COMPLETE THE FOLLOWING
a – According to the voting machine article, who led the "red team" hacking effort?
b – Please summarize the voting machine article in two sentences.

READING PASSAGE
——

State Vote Machines Lose Test to Hackers
State-sanctioned teams of computer hackers were able to break through the security of virtually every model of California's voting machines and change results or take control of some of the systems' electronic functions, according to a University of California study released Friday.
The researchers "were able to bypass physical and software security in every machine they tested,'' said Secretary of State Debra Bowen, who authorized the "top to bottom review" of every voting system certified by the state.
Neither Bowen nor the investigators were willing to say exactly how vulnerable California elections are to computer hackers, especially because the team of computer experts from the UC system had top-of-the-line security information plus more time and better access to the voting machines than would-be vote thieves likely would have.
"All information available to the secretary of state was made available to the testers,'' including operating manuals, software and source codes usually kept secret by the voting machine companies, Matt Bishop, UC Davis computer science professor who led the "red team" hacking effort, said in his summary of the results.
The review included voting equipment from every company approved for use in the state, including Sequoia, whose systems are used in Alameda, Napa and Santa Clara counties; Hart InterCivic, used in San Mateo and Sonoma Counties; and Diebold, used in Marin County.
Election Systems and Software, which supplied equipment to San Francisco, Contra Costa, Solano and Los Angeles counties in last November's election, missed the deadline for submitting the equipment, Bowen said. While their equipment will be reviewed, Bowen warned that she has "the legal authority to impose any condition'' on its use.
Bowen said in a telephone news conference Friday that the report is only one piece of information she will use to decide which voting systems are secure enough to use in February's presidential primary election.
If she is going to decertify any of the machines, she must do it by Friday, six months before the Feb. 5 vote.
A day-long hearing in Sacramento on Monday will give the UC investigators a chance to present their finding and allow the various voting machine companies to present a response. The hearing also will be open for comments from the public.
The study was designed to discover vulnerabilities in the technology of voting systems used in the state. It did not deal with any physical security measures that counties might take and "made no assumptions about constraints on the attackers,'' Bishop said.
"The testers did not evaluate the likelihood of any attack being feasible,'' he added.
Some county elections officials in the state were among the most critical of the study, saying they worry that they could be forced to junk millions of dollars in voting machines if Bowen decertifies them for the February election.
Letting the hackers have the source codes, operating manuals and unlimited access to the voting machines "is like giving a burglar the keys to your house,'' said Steve Weir, clerk-recorder of Contra Costa County and head of the state Association of Clerks and Election Officials.

——

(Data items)
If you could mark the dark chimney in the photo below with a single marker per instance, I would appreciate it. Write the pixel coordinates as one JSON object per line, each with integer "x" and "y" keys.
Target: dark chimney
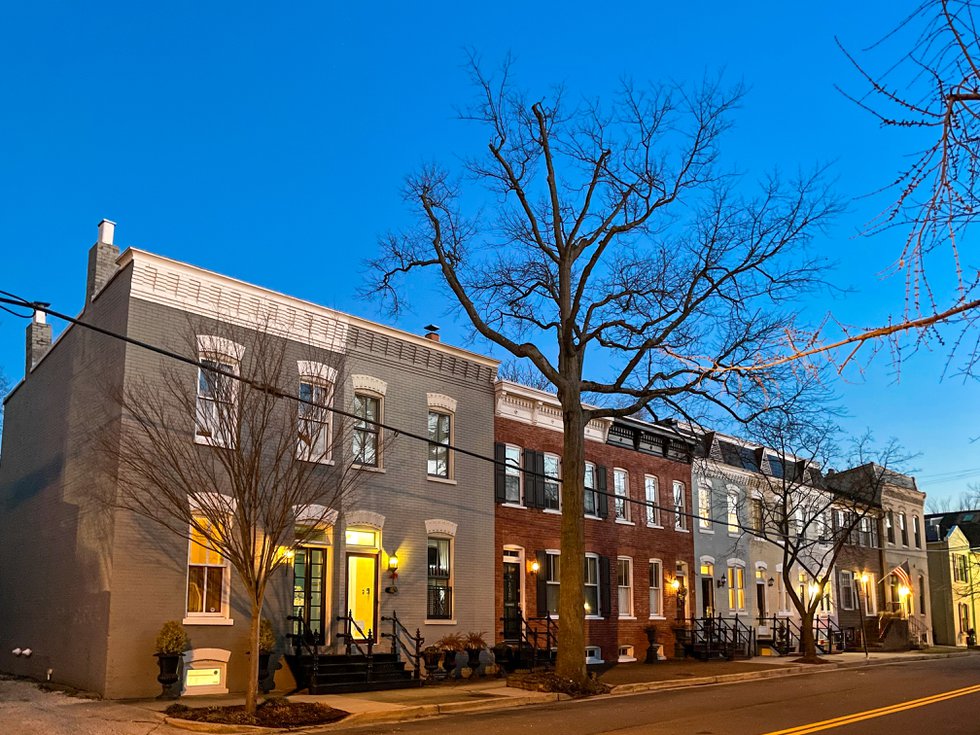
{"x": 101, "y": 260}
{"x": 38, "y": 340}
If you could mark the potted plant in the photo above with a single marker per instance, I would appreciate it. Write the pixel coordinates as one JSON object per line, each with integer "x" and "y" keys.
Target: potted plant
{"x": 171, "y": 643}
{"x": 267, "y": 646}
{"x": 474, "y": 642}
{"x": 451, "y": 643}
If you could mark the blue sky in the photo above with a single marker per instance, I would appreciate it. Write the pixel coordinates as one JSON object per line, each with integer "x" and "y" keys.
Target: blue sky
{"x": 270, "y": 142}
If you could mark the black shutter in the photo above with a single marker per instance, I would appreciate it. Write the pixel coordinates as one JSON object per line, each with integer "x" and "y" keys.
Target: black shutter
{"x": 500, "y": 473}
{"x": 605, "y": 588}
{"x": 601, "y": 485}
{"x": 542, "y": 593}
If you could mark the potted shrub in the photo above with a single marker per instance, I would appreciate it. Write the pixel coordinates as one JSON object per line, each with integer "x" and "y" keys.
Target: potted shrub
{"x": 267, "y": 646}
{"x": 171, "y": 643}
{"x": 451, "y": 644}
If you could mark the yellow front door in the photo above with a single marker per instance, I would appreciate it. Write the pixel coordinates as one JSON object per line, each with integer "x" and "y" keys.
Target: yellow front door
{"x": 362, "y": 585}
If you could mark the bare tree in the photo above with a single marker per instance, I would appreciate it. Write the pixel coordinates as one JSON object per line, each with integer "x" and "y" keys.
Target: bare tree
{"x": 223, "y": 456}
{"x": 931, "y": 85}
{"x": 603, "y": 245}
{"x": 811, "y": 516}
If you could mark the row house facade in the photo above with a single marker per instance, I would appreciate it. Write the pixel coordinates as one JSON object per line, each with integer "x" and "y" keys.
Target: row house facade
{"x": 638, "y": 539}
{"x": 953, "y": 541}
{"x": 90, "y": 602}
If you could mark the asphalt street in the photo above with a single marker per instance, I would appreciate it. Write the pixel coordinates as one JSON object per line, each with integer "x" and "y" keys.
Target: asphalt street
{"x": 939, "y": 697}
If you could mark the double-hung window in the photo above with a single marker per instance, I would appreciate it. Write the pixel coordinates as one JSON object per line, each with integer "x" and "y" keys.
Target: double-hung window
{"x": 592, "y": 606}
{"x": 622, "y": 493}
{"x": 656, "y": 588}
{"x": 440, "y": 592}
{"x": 207, "y": 572}
{"x": 367, "y": 413}
{"x": 440, "y": 435}
{"x": 652, "y": 490}
{"x": 552, "y": 482}
{"x": 591, "y": 497}
{"x": 624, "y": 581}
{"x": 680, "y": 507}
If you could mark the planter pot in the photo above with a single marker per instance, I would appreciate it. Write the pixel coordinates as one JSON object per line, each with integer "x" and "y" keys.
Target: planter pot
{"x": 169, "y": 677}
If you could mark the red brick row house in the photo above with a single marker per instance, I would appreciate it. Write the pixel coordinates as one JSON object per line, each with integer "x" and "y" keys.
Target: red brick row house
{"x": 638, "y": 541}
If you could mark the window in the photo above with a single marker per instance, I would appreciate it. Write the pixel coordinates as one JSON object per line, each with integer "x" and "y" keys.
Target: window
{"x": 367, "y": 412}
{"x": 552, "y": 484}
{"x": 207, "y": 572}
{"x": 704, "y": 506}
{"x": 651, "y": 489}
{"x": 621, "y": 490}
{"x": 591, "y": 497}
{"x": 592, "y": 585}
{"x": 656, "y": 588}
{"x": 732, "y": 498}
{"x": 848, "y": 592}
{"x": 440, "y": 432}
{"x": 440, "y": 591}
{"x": 314, "y": 419}
{"x": 512, "y": 475}
{"x": 959, "y": 568}
{"x": 624, "y": 581}
{"x": 552, "y": 581}
{"x": 216, "y": 393}
{"x": 680, "y": 509}
{"x": 736, "y": 588}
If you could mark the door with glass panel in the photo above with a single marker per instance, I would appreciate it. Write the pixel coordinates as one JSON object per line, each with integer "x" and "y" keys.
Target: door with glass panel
{"x": 309, "y": 587}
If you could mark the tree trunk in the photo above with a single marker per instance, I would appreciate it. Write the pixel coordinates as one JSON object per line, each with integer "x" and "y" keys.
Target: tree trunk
{"x": 252, "y": 682}
{"x": 808, "y": 644}
{"x": 571, "y": 604}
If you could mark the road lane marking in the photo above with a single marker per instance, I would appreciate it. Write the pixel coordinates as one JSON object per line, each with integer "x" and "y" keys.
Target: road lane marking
{"x": 879, "y": 712}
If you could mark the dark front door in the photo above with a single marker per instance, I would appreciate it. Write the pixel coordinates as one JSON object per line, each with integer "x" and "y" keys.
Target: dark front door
{"x": 708, "y": 596}
{"x": 309, "y": 576}
{"x": 512, "y": 600}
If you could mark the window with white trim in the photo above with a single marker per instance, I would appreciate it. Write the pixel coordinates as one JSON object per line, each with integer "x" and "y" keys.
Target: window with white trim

——

RESPONSE LIST
a – Matt Bishop, a UC Davis computer science professor.

b – A University of California study authorized by Secretary of State Debra Bowen found that teams of hackers could bypass physical and software security in every voting machine they tested, though the testers had full information and did not evaluate how feasible any attack would be. Bowen will use the report as one piece of information in deciding which systems are secure enough for February's presidential primary, while some county election officials criticized the study for fear of having to junk millions of dollars in machines.